Nobody but myself should be blamed for any

mistakes of fact, judgement and taste in this paper.
That said, I gratefully acknowledge that I would not
have written it if my Edinburgh colleague Irene Lemos
had not drawn my attention to the Lefkandi graters and
wanted to know more about their Italian cousins. She,
Nicolas Coldstream, Annette Rathje, Francesca R. Serra
Ridgway, Gillian Shepherd and Andrew and Susan

Sherratt have most generously answered my appeals for
advice and information, and I thank them for saving me
from error and for encouraging me to proceed — as did
Giovanna Bagnasco Gianni and Alfonso Mele, of whom
the latter responded from the floor more kindly than I
deserved to the tentative notes on Euboean and Etruscan
cheese-grating that I incorporated in a paper to the
‘Orientale-Be´rard-Edinburgh’ Euboean conference in
Naples (November 1996). It is a pleasure to recall that
this paper was drafted in successive visits to Annette
Rathje’s incomparable Institute in Copenhagen, where
the good offices of Bodil Bundgaard Rasmussen
(National Museum) ensured that I was both aware of
and able to illustrate the grater shown here as Fig. 3.
Nearer home, Judith Swaddling (British Museum)

## SUPPLIED INFORMATION
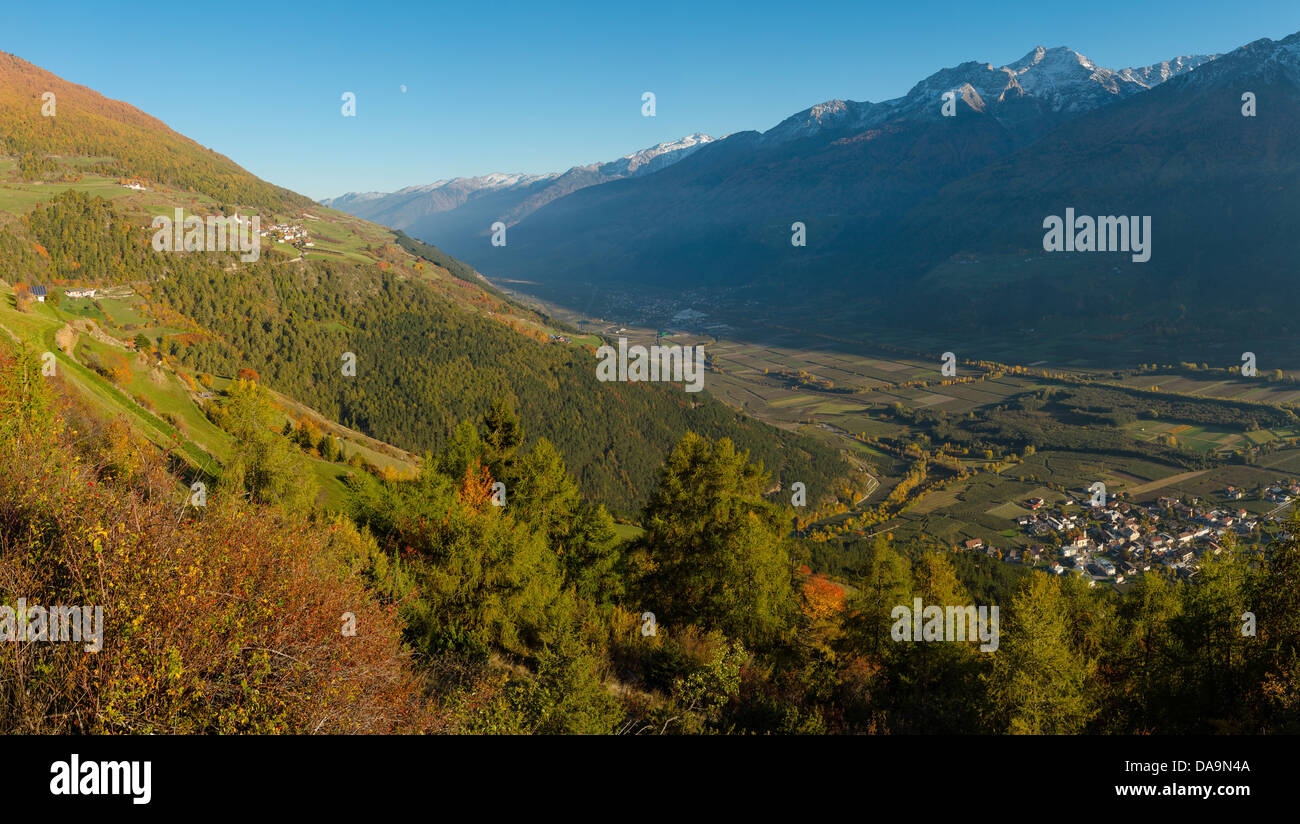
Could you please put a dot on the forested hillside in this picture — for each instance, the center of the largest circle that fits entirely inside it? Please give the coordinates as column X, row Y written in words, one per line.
column 423, row 360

## WRITTEN TASKS
(a) In the acknowledgments passage, copy the wording from "Sherratt have most" to "here as Fig. 3.".
(b) According to the acknowledgments passage, in which city and in what month and year was the Euboean conference held?

## WORKED SOLUTIONS
(a)
Sherratt have most generously answered my appeals for
advice and information, and I thank them for saving me
from error and for encouraging me to proceed — as did
Giovanna Bagnasco Gianni and Alfonso Mele, of whom
the latter responded from the floor more kindly than I
deserved to the tentative notes on Euboean and Etruscan
cheese-grating that I incorporated in a paper to the
‘Orientale-Be´rard-Edinburgh’ Euboean conference in
Naples (November 1996). It is a pleasure to recall that
this paper was drafted in successive visits to Annette
Rathje’s incomparable Institute in Copenhagen, where
the good offices of Bodil Bundgaard Rasmussen
(National Museum) ensured that I was both aware of
and able to illustrate the grater shown here as Fig. 3.

(b) Naples, in November 1996.